** DATA PROVIDED **
━━━━━━
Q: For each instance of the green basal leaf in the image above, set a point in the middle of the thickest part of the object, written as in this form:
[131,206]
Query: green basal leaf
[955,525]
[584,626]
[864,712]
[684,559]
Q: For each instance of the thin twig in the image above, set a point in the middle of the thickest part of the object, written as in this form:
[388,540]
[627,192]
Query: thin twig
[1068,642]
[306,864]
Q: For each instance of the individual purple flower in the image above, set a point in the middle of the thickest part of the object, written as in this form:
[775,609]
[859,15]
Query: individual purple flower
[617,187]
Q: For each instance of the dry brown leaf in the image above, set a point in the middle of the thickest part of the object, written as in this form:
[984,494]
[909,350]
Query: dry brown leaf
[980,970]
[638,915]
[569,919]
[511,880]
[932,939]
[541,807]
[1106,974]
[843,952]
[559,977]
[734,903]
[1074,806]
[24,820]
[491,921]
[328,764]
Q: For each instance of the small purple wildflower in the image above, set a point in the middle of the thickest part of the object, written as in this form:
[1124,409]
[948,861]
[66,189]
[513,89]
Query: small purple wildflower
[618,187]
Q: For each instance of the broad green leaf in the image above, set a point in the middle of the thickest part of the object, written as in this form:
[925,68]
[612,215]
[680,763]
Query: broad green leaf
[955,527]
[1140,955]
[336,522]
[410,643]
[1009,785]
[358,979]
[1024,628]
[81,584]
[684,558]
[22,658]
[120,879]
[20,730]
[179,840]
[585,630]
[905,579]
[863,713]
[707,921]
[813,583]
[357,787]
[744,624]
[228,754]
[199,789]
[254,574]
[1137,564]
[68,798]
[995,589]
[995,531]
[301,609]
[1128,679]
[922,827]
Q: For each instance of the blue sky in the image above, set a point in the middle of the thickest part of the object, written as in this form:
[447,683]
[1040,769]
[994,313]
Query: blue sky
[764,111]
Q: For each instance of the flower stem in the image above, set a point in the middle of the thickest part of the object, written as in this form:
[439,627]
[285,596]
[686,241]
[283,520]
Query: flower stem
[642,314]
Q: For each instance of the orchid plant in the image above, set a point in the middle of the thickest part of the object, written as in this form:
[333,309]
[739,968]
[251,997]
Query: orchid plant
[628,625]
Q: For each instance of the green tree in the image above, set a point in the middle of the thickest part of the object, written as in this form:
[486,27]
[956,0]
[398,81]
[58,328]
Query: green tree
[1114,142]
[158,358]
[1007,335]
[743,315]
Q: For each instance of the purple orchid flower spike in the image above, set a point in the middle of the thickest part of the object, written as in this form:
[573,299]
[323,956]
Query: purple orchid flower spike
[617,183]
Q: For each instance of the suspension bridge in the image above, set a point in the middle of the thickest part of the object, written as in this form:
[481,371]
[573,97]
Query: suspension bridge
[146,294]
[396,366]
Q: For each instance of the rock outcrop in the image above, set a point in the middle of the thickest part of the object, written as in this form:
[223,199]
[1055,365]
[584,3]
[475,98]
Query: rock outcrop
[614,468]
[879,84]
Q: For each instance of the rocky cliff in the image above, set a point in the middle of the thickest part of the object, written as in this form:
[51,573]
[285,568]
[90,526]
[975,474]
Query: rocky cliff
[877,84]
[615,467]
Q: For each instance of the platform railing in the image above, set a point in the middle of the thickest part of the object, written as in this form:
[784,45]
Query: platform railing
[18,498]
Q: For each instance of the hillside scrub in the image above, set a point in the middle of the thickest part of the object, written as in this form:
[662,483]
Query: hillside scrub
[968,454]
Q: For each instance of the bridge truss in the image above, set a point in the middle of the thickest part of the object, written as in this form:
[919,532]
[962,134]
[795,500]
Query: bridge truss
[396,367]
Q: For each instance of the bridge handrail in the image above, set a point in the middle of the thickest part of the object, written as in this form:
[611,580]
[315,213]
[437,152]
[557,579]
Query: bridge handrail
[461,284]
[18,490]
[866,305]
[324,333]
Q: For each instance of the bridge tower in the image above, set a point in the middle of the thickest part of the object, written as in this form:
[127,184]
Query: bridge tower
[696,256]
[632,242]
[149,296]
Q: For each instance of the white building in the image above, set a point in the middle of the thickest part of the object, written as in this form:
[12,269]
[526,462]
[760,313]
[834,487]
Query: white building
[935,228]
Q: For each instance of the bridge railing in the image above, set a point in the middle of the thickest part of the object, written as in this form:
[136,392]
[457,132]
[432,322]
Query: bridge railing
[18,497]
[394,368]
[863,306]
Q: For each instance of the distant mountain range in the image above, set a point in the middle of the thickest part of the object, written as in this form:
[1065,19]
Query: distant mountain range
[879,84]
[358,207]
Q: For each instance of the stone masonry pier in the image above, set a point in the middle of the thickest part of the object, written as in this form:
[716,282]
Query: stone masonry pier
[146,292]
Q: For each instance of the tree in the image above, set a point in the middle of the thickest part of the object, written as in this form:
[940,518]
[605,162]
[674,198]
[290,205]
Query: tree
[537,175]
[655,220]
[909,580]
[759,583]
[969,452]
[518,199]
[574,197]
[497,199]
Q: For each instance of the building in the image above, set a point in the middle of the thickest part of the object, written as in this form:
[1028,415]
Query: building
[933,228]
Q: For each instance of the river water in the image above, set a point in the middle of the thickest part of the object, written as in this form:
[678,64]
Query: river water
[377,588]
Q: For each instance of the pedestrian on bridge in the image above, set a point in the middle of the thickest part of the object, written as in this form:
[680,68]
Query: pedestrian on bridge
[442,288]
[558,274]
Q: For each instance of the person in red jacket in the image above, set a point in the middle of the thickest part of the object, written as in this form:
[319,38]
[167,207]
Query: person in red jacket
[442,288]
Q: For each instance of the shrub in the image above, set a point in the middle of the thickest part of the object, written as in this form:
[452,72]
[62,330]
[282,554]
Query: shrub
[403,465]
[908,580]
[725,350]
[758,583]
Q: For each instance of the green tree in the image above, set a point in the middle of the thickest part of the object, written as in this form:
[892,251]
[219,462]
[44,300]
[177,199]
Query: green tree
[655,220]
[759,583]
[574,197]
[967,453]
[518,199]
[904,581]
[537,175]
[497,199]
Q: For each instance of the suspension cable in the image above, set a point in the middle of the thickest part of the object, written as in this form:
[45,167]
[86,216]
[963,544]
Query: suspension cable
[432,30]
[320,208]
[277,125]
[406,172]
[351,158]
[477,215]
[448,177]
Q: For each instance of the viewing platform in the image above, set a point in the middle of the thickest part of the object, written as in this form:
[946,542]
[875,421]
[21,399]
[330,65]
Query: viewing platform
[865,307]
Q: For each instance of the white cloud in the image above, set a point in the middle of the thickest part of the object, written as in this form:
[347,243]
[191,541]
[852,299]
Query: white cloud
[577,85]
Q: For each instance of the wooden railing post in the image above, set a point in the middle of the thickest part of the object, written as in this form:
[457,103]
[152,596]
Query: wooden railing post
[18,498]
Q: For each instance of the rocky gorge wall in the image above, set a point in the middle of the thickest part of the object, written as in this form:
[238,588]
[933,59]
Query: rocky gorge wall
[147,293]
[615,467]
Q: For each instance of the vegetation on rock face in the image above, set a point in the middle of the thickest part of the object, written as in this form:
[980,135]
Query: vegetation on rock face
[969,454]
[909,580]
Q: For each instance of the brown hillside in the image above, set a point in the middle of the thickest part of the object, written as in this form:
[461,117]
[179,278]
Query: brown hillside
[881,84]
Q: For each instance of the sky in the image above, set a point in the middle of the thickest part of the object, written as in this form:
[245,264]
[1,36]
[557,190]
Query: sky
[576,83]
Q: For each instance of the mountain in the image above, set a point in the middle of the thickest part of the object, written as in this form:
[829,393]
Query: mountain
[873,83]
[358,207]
━━━━━━
** ABOUT THIS TASK **
Would you output all of the material exactly as it reads?

** WRITTEN SOLUTION **
Q: For each instance of the green basal leaf in the image above, set a point in the middle of the thickest part of the object, written as in this form:
[131,206]
Query: green basal leaf
[955,525]
[584,626]
[864,712]
[684,559]
Q: For each instance of the thin twig in the image above, set a point in the middle of the thickest part of the object, written as in this form:
[388,540]
[627,192]
Query: thin twig
[1068,642]
[306,864]
Q: For each instance of the individual purple flower in the image above, set a point in the middle of the thickest part of the object, written as in this form:
[775,609]
[859,15]
Query: individual purple flower
[617,187]
Q: For each instance of the dry brown leaf in the image above, set a point in the middle of the thickest part of the object, written as in this form:
[984,494]
[909,350]
Query: dry brown leaf
[980,970]
[638,915]
[569,919]
[511,880]
[932,939]
[541,807]
[1106,974]
[843,952]
[559,977]
[734,903]
[1074,806]
[24,820]
[491,921]
[328,764]
Q: For each instance of the small purple wildflower in the image above, set a point in the middle of the thickest part of the object, written as in this form:
[1124,409]
[948,861]
[66,189]
[513,89]
Query: small purple wildflower
[618,187]
Q: For each instance of the broad green leaf in the image above, set a point in the middle of the thickest part of the object, written as in this form:
[925,68]
[612,215]
[680,763]
Query: broad green leaf
[955,527]
[1140,955]
[336,522]
[410,643]
[1009,785]
[358,979]
[1024,628]
[81,584]
[684,558]
[22,658]
[120,879]
[20,730]
[179,840]
[585,630]
[905,579]
[863,713]
[707,921]
[813,583]
[357,787]
[744,624]
[228,754]
[199,789]
[254,574]
[1137,564]
[68,798]
[995,589]
[995,531]
[301,609]
[1128,679]
[922,827]
Q: For each instance of the blue sky in the image above, set a point in the middle of the thickest part of the object, written as in this form:
[447,683]
[1040,769]
[994,313]
Query: blue sky
[764,111]
Q: For each instance of the flower stem in the image above, set a point in the middle of the thickest part of the object, written as in this form:
[439,627]
[285,596]
[686,241]
[283,520]
Query: flower stem
[642,314]
Q: For each instance of the orchid plant in the image above, set a point in the middle of the thickest part of the object, written as in this form:
[333,309]
[739,968]
[251,997]
Query: orchid plant
[628,625]
Q: For each instance of the green tree in the image above, set a point in the middle of the thickest part of the object, written as in this form:
[486,27]
[956,0]
[398,81]
[58,328]
Query: green tree
[1114,142]
[158,358]
[1007,335]
[743,315]
Q: For each instance of the purple orchid flower spike in the image above, set a point in the middle of the thickest part of the object, written as in this form:
[573,299]
[323,956]
Query: purple orchid flower spike
[617,183]
Q: For each instance of the suspension bridge in the image above, set a point in the middle of the thickest part of the object, written as in this form:
[481,371]
[573,97]
Query: suspension bridge
[146,294]
[396,366]
Q: For each instance of the rock outcrop in the image above, set a point in the middle of the thickest part of the object, written as in this form:
[223,199]
[1055,365]
[584,3]
[475,98]
Query: rock outcrop
[614,468]
[879,84]
Q: For each instance of the rocky cliff in the image above, set a point in the middle of the thickest part of the object, written as in this form:
[51,573]
[285,568]
[90,526]
[975,474]
Query: rocky cliff
[877,84]
[615,467]
Q: For each instance of the platform railing in the image above, set a point in the middle of the thickest part of the object, written as in this form:
[784,45]
Query: platform railing
[18,498]
Q: For each instance of the hillside scrub in the image above, set a point in the middle of the thickest part of the object, written as in this form:
[662,483]
Query: hillside scrub
[968,454]
Q: For each instance of the bridge truss in the image above, set a point in the middle of the thickest part of the object, written as in this form:
[919,532]
[962,134]
[795,500]
Query: bridge truss
[396,367]
Q: For each instance of the bridge handrail in the image above, set a point in the middle of the thickest part of the object, written as in this form:
[611,580]
[315,213]
[437,152]
[557,579]
Query: bridge handrail
[461,284]
[18,490]
[866,305]
[324,333]
Q: For each instance of the bridge tower in the image above, set a point in the middle of the thickest part of the object, written as in this form:
[127,184]
Query: bridge tower
[696,256]
[632,242]
[149,296]
Q: For each instance of the white building in the image above, set a point in the middle of the thickest part of the object, written as in this form:
[12,269]
[526,462]
[760,313]
[834,487]
Query: white building
[935,228]
Q: For each instance of the bridge railing in the image above, set a point in the middle of the thickest part of the object, written as in this form:
[136,392]
[457,132]
[432,322]
Query: bridge railing
[18,497]
[394,368]
[863,306]
Q: For each instance of the distant mountain range in the image above, set a point in the middle of the thickest part of the object, written as in this form:
[1065,19]
Query: distant mountain range
[879,84]
[358,207]
Q: For each instance of the stone masonry pier in the image above, set a point in the middle of the thickest part of the object, written as in this form:
[716,282]
Query: stone masonry pier
[146,292]
Q: For each instance of the tree in the image above, set a point in the middle of the thickest part of the object, written as in this form:
[940,518]
[605,162]
[674,198]
[290,205]
Query: tree
[537,175]
[655,220]
[909,580]
[759,583]
[969,452]
[518,199]
[574,197]
[497,199]
Q: For each instance of the building in the image above, set a point in the middle of the thickest part of the object, written as in this form:
[1028,415]
Query: building
[933,228]
Q: For each instance of the river water in the image above, set a point in the middle of the thickest part of the object, written as in this form:
[678,64]
Query: river water
[377,588]
Q: For each instance of the pedestrian on bridge in the image above, set a point in the middle of the thickest part of the object, written as in this form:
[680,68]
Query: pedestrian on bridge
[442,288]
[558,274]
Q: For each instance of the person in red jacket in the image above, set a point in the middle of the thickest part of the object, written as in this form:
[319,38]
[167,207]
Query: person in red jacket
[442,288]
Q: For each instance of the shrub in the image above, set a point in the middle of the thickest part of the object, written as in this form:
[452,72]
[62,330]
[282,554]
Query: shrub
[403,465]
[908,580]
[725,350]
[758,583]
Q: For each instance of the green tree in the image above, set a point in the middle of the thickest part of the object, written as in this form:
[892,251]
[219,462]
[44,300]
[177,199]
Query: green tree
[655,220]
[759,583]
[574,197]
[967,453]
[518,199]
[904,581]
[537,175]
[497,199]
Q: For each instance of the suspension cable in the image above, set a point in the middle of the thickest part of the object, written as in this form:
[45,167]
[86,216]
[963,544]
Query: suspension cable
[432,30]
[320,208]
[277,125]
[406,172]
[351,158]
[477,215]
[448,177]
Q: For each instance of the viewing platform in the image above, set a point in the middle of the thickest part of the object, written as in this form:
[946,542]
[875,421]
[21,399]
[330,65]
Query: viewing platform
[865,307]
Q: For each instance of the white cloud in the image above, set a point in the middle of the thickest part of the object, written as in this form:
[347,243]
[191,541]
[852,299]
Query: white cloud
[577,85]
Q: For each instance of the wooden railing post in the image above, set a point in the middle of the thickest part of the object, written as in this form:
[457,103]
[152,596]
Query: wooden railing post
[18,498]
Q: For each instance of the rocky gorge wall in the image above, set a point in the middle of the thickest part of the object, written as in this form:
[238,588]
[933,59]
Query: rocky gorge wall
[147,293]
[615,467]
Q: For each instance of the vegetation on rock face in the image above, set a point in the middle of the thickest part of the object, written as in this form:
[980,135]
Query: vegetation on rock face
[969,454]
[909,580]
Q: For each instance of the brown hillside in the image above, set a point in the middle of the thickest part of the object, written as in this form:
[461,117]
[179,278]
Query: brown hillside
[881,84]
Q: For each instance of the sky in the image above, set a point in the middle of the thickest part of the object, written as in this form:
[245,264]
[1,36]
[557,190]
Query: sky
[576,83]
Q: For each instance of the mountain in the image above, set a point in the middle of the thickest part of the object, written as in this form:
[829,393]
Query: mountain
[873,83]
[358,207]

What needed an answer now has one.